The exercise: Everything from the line containing "the red sign" through the last line of the records must be returned verbatim, and nothing outside that range.

Source data:
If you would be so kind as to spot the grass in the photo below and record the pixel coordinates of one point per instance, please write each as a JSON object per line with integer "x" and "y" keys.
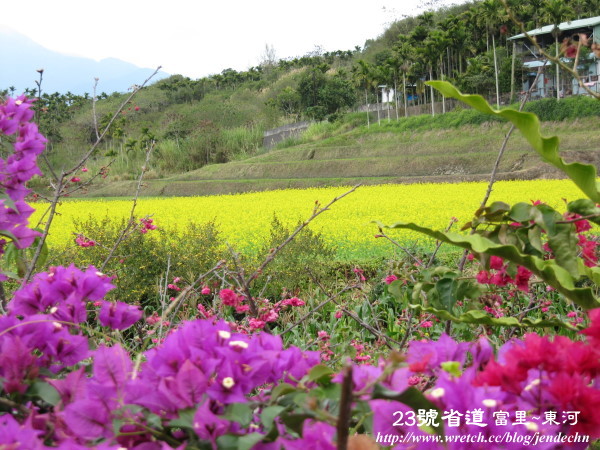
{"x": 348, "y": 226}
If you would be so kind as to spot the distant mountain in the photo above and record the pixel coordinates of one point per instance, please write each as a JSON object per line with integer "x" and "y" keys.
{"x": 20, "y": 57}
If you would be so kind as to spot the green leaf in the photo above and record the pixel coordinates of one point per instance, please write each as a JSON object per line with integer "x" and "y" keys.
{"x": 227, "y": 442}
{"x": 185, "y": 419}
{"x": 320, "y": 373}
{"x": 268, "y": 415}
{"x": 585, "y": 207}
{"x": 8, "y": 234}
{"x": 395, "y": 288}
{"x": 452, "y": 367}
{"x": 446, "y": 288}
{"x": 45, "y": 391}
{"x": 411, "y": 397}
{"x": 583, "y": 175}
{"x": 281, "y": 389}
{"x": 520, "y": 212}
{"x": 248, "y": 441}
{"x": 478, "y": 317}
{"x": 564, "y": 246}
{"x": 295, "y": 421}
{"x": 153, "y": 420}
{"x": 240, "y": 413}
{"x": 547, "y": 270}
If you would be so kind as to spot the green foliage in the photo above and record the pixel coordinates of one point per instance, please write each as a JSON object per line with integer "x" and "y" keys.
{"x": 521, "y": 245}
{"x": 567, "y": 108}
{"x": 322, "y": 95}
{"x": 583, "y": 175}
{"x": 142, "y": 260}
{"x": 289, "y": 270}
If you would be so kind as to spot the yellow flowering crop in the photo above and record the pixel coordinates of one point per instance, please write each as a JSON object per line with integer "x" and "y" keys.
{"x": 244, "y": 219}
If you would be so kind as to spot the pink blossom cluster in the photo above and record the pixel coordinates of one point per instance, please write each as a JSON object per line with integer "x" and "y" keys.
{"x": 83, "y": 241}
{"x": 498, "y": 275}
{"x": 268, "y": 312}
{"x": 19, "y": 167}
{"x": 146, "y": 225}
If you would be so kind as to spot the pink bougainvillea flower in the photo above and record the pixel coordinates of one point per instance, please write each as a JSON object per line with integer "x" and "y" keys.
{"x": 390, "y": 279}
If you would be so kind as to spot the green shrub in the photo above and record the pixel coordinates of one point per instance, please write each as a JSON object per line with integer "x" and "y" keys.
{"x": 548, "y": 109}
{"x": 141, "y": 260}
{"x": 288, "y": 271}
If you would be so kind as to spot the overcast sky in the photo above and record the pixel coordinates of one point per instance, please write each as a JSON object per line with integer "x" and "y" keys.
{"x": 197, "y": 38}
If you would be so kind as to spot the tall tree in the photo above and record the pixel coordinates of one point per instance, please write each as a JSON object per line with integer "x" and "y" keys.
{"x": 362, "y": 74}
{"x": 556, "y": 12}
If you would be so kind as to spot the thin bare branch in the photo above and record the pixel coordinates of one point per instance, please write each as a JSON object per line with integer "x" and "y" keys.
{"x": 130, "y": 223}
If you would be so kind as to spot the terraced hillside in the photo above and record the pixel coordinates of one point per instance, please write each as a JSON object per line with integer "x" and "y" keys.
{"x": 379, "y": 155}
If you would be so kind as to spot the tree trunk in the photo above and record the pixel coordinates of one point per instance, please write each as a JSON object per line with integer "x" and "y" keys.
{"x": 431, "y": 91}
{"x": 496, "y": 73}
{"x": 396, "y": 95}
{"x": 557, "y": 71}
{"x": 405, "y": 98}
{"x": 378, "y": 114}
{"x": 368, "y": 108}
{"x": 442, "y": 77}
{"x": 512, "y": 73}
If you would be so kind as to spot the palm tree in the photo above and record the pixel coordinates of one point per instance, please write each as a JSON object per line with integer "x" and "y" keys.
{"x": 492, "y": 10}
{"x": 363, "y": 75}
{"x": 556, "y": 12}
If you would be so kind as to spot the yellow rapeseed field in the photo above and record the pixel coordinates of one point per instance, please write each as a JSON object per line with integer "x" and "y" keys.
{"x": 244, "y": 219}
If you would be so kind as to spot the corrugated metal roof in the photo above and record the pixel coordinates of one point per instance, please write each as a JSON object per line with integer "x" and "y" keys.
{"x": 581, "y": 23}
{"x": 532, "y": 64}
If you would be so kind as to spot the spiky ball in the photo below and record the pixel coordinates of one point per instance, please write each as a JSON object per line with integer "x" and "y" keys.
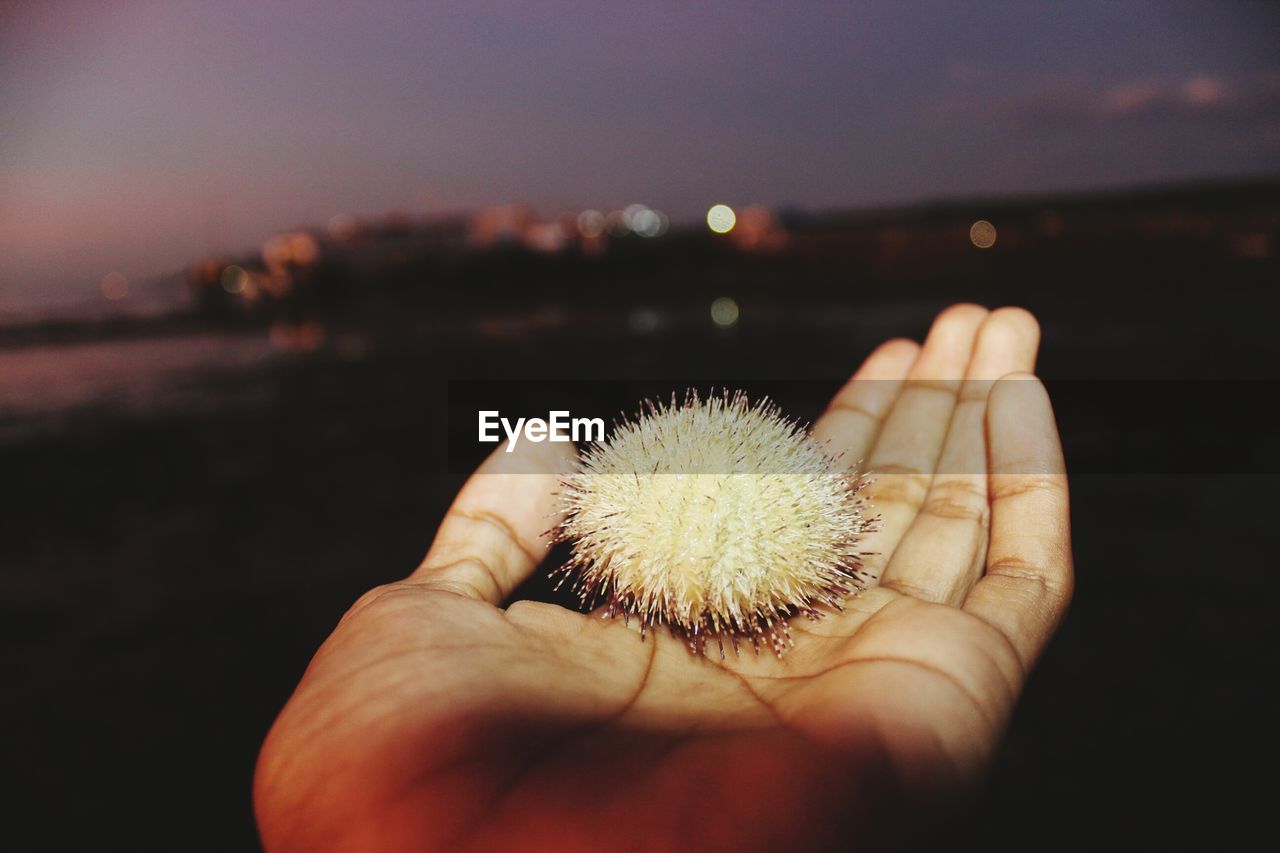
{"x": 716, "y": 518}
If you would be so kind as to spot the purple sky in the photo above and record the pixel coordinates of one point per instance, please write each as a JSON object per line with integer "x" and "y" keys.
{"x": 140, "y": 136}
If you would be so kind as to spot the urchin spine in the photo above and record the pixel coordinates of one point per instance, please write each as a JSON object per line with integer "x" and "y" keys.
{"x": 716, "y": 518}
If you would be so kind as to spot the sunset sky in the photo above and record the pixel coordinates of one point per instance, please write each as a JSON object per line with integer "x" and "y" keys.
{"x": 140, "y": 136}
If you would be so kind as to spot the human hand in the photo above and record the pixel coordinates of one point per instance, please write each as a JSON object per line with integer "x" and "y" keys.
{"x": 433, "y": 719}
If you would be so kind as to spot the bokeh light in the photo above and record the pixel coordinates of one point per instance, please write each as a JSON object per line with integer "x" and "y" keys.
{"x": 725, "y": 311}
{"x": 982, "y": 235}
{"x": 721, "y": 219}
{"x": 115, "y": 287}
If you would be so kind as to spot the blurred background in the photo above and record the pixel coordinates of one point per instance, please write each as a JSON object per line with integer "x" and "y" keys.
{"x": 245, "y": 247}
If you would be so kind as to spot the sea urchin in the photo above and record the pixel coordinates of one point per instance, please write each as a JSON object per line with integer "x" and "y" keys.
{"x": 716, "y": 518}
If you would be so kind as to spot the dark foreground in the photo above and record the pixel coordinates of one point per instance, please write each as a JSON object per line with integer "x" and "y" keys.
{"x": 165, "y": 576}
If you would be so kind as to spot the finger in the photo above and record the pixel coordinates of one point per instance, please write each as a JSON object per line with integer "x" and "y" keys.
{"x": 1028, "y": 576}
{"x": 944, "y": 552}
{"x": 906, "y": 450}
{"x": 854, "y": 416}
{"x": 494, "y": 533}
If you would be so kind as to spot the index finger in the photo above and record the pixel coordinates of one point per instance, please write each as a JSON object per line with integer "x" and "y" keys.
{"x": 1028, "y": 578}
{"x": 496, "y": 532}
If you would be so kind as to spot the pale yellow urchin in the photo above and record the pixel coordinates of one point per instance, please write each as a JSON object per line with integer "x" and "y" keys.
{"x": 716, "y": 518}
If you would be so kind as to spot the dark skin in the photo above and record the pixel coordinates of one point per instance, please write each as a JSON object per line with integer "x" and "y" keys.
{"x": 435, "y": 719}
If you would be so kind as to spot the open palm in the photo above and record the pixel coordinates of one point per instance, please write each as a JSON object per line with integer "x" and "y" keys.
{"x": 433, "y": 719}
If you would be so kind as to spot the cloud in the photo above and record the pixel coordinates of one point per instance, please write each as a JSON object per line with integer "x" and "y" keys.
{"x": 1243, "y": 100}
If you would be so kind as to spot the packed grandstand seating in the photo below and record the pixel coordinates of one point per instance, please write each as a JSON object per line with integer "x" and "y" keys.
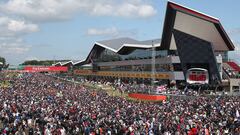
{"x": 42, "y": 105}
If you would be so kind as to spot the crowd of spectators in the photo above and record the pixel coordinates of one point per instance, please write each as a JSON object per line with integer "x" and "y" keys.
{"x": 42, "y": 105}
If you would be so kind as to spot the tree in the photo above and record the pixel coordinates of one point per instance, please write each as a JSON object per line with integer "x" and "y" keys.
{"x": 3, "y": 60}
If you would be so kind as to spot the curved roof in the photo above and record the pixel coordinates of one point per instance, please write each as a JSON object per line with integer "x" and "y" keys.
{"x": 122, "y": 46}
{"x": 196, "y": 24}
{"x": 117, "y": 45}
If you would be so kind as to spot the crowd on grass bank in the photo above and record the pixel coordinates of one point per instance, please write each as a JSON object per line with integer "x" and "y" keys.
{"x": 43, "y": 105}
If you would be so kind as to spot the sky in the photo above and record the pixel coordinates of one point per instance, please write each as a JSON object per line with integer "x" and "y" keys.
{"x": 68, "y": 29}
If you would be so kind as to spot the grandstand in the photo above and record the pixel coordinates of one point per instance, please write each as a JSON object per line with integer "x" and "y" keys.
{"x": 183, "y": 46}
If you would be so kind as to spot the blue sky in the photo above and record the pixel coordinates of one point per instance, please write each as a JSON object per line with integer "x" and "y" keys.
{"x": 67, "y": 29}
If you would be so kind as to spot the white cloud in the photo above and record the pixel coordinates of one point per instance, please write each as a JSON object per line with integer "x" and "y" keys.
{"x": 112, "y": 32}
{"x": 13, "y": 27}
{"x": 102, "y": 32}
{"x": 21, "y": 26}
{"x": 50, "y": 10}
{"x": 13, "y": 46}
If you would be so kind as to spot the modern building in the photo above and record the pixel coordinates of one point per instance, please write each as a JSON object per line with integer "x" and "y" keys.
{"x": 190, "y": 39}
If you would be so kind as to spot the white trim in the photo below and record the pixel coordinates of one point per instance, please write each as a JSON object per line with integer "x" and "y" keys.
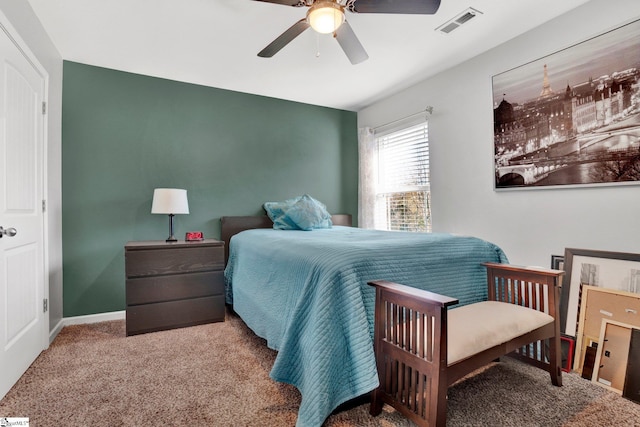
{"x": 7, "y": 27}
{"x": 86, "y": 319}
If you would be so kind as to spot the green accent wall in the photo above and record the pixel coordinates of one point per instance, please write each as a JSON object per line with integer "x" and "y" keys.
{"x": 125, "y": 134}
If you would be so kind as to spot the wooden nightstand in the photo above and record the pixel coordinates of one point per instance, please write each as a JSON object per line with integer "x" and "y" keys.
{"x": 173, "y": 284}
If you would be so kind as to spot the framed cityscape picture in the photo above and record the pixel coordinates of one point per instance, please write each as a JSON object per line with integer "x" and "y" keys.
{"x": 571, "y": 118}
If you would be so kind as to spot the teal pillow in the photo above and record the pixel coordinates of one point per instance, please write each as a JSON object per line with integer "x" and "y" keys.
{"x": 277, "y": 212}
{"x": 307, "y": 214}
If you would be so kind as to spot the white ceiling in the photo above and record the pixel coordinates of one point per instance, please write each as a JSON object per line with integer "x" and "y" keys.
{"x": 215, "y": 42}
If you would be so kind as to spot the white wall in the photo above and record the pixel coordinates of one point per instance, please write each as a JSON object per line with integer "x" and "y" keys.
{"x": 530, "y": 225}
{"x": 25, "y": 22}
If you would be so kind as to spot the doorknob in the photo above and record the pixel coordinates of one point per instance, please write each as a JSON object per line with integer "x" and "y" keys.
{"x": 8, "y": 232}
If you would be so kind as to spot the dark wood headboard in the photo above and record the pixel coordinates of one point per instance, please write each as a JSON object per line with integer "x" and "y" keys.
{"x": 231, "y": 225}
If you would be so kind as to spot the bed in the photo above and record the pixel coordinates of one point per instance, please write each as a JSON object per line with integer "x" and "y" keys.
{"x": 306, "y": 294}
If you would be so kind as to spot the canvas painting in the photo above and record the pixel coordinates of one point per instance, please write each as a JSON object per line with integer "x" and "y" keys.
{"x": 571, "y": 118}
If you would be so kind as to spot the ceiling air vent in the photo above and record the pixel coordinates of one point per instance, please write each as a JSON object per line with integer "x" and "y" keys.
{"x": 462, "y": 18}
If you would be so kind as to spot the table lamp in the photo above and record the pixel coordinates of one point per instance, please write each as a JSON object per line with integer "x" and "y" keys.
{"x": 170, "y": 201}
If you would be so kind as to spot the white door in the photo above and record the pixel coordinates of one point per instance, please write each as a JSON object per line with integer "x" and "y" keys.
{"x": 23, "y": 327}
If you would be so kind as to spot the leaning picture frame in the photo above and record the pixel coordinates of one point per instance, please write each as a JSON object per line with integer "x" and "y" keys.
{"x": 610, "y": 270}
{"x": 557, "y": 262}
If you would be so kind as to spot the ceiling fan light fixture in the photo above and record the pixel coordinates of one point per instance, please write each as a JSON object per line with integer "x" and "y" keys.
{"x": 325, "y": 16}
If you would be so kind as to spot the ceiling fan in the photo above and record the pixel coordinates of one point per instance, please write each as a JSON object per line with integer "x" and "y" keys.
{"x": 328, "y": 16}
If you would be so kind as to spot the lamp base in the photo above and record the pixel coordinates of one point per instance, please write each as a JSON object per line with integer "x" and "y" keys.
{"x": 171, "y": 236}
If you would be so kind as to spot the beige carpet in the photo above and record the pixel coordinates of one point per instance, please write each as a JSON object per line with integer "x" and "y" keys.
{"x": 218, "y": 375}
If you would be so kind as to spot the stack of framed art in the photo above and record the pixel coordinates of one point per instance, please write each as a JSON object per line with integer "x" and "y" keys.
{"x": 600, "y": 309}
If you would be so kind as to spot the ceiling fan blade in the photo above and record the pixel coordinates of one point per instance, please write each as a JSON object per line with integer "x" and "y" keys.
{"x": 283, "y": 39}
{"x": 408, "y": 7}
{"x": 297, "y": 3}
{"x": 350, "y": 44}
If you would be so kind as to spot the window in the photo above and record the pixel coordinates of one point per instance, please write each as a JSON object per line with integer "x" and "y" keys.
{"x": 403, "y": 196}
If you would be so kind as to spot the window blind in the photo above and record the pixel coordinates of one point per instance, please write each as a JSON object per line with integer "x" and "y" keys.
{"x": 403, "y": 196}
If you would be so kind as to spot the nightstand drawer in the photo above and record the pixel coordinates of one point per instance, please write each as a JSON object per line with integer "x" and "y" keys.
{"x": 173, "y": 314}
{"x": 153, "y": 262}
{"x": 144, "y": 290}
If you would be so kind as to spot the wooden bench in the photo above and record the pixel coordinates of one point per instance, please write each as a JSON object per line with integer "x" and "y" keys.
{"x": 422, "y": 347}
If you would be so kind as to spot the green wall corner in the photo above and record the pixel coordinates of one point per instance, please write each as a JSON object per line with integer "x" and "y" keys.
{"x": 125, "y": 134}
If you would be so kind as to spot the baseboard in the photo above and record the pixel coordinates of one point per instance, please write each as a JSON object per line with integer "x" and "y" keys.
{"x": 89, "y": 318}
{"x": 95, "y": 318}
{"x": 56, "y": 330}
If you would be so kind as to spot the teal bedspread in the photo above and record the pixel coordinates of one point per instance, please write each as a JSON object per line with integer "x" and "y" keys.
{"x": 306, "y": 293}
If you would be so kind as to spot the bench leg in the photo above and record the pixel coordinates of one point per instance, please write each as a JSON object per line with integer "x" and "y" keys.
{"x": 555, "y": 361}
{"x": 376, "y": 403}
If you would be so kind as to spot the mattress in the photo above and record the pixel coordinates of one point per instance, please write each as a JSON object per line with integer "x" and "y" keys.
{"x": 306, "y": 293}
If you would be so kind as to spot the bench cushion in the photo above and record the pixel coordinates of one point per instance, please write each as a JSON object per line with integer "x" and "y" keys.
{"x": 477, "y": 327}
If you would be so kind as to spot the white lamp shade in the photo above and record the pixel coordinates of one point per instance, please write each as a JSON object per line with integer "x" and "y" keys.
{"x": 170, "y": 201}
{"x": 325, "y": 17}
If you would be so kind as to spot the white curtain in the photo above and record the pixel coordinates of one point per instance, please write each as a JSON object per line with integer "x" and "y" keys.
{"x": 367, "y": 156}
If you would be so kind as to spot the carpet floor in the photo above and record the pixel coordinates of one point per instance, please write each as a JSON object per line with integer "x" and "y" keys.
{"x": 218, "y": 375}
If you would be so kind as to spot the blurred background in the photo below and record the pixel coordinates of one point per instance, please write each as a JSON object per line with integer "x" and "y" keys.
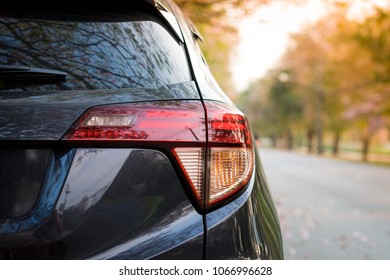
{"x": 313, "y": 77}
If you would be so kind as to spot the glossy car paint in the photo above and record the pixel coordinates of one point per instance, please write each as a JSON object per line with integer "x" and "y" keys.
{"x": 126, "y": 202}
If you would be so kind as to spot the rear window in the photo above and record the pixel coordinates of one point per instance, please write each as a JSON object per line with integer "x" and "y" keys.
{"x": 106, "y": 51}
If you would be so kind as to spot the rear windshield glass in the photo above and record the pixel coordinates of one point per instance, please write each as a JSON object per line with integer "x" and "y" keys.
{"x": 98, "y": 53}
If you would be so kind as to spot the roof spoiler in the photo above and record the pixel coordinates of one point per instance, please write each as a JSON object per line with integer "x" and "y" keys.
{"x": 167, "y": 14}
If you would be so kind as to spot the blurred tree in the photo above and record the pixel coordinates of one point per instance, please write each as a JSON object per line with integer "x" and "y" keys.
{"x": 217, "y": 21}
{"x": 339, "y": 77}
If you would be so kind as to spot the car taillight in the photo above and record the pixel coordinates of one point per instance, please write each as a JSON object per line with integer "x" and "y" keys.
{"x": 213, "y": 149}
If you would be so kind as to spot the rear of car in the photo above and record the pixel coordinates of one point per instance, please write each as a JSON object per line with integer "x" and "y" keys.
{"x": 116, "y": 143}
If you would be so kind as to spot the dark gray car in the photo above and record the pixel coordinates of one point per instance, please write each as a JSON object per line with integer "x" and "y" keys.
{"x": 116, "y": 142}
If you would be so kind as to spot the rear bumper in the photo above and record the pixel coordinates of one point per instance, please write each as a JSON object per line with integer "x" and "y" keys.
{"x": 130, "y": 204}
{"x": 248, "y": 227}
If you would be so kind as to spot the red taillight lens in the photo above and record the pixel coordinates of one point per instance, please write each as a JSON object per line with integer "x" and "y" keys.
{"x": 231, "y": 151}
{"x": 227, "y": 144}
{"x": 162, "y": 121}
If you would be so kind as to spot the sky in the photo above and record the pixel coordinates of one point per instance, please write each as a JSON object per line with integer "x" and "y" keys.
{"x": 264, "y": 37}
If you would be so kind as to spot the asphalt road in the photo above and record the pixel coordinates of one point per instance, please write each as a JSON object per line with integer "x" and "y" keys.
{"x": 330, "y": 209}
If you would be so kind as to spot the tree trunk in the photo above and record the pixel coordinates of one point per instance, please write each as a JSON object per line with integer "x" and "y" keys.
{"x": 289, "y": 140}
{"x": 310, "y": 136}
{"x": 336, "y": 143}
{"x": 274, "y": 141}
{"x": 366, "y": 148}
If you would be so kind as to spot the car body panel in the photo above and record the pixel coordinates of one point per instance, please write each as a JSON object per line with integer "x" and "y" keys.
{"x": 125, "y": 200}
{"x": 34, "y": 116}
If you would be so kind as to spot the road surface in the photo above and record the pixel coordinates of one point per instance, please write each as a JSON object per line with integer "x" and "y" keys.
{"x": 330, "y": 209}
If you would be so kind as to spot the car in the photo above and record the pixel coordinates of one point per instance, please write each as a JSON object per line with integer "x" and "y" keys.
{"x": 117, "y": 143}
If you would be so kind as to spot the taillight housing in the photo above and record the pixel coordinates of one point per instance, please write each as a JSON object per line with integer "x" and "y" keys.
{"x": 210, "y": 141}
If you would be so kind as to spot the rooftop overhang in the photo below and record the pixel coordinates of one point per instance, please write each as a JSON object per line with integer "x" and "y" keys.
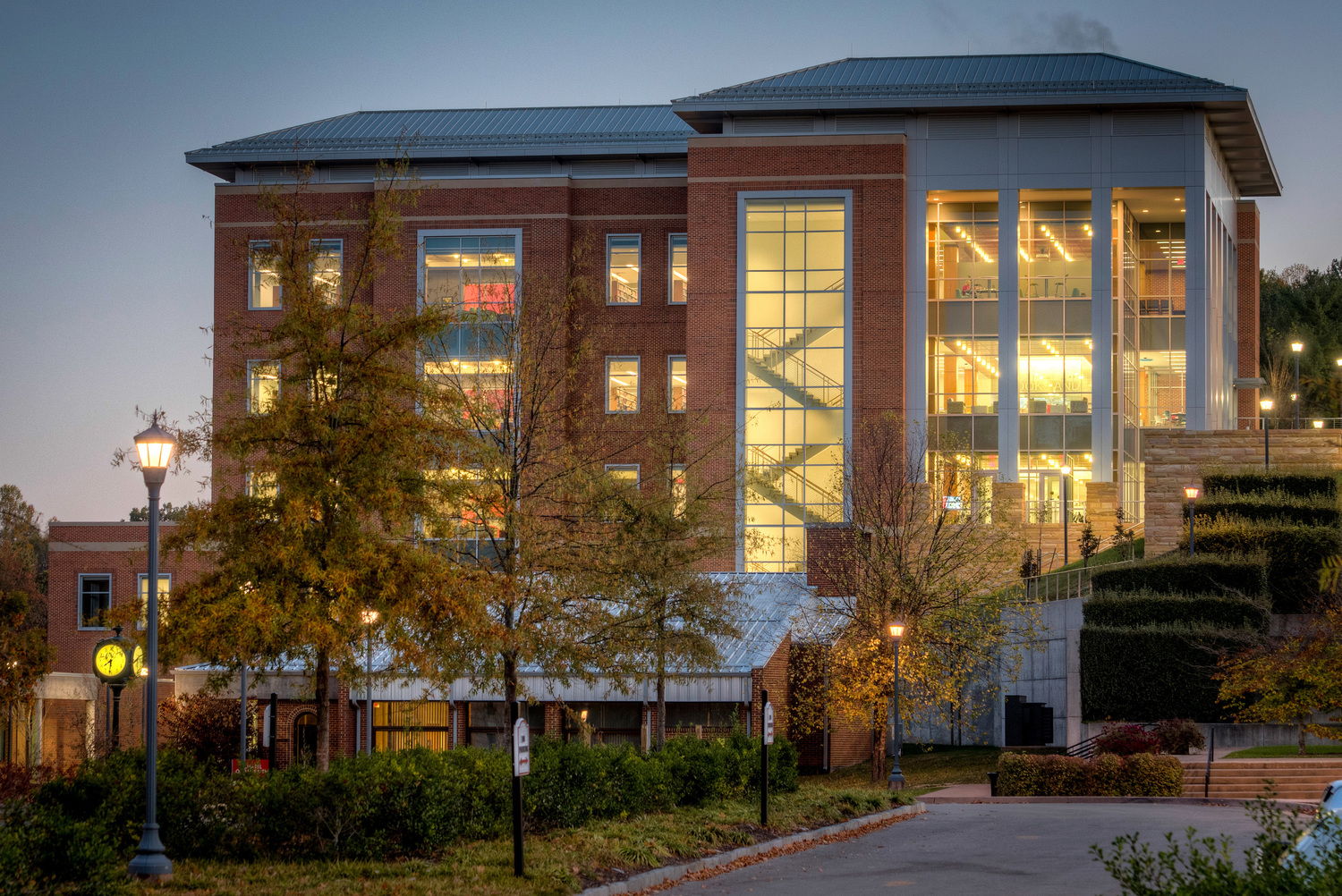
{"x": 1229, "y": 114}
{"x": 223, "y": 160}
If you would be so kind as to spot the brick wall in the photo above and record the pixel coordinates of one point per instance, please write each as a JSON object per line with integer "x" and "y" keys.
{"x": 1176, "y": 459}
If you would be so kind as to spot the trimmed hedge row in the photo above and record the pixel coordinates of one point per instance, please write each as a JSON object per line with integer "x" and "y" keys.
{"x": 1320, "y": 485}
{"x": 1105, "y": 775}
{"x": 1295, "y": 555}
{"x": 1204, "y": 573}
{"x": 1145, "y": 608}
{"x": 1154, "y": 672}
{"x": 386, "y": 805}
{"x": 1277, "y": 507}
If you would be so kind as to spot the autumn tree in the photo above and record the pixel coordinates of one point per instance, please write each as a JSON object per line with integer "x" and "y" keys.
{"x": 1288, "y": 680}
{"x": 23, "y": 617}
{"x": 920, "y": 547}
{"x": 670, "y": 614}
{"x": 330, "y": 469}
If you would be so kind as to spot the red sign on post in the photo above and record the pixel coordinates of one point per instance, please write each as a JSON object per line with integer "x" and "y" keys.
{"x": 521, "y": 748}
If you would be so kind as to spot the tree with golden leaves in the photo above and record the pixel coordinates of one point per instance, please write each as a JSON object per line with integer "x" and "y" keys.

Answer:
If you would be so kind as to spot the red sign on post in the photo above and record the pixel coordinates of one point per instance, please write each as a JSON object per line with integer "x" and "y" keys.
{"x": 521, "y": 748}
If you would be so kind as to spot the tree with golden leaves in the photo above and record the pixel coordinates of one point per instance, please write each as a JSON object per line with integer "x" and "y" keys.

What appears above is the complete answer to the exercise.